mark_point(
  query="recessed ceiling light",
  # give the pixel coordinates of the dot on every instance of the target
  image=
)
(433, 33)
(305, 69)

------------

* **AIM**
Transcribe every line of the listing above without any changes.

* **REPLY**
mark_point(
  query="recessed ceiling light",
  # give the pixel coordinates of the dot on every instance of the target
  image=
)
(433, 33)
(305, 69)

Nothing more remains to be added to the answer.